BEGIN Supplied data
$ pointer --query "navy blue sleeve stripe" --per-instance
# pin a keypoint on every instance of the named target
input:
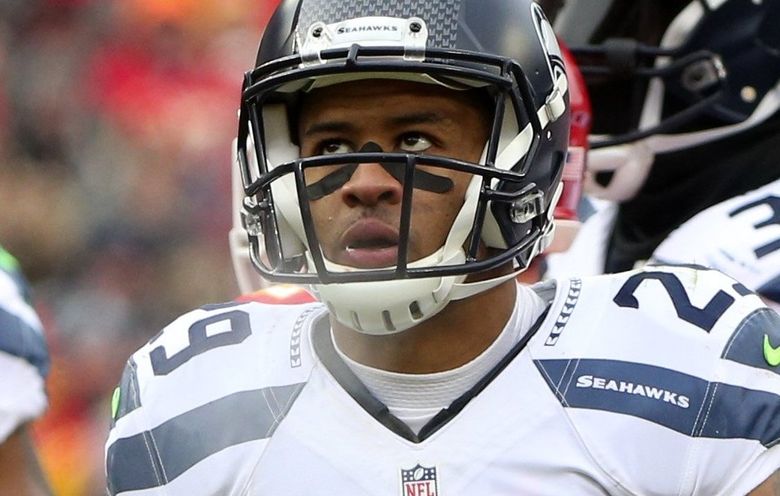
(20, 339)
(681, 402)
(129, 395)
(185, 440)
END Supplied data
• _Instructions to follow_
Would you print, exactly as they appear, the lines from the line with "# pin a keypoint" through the end of the entries above, leaving out the pictures?

• _Answer area_
# pin a keypoint on every instance of the named target
input:
(20, 339)
(681, 402)
(129, 395)
(185, 440)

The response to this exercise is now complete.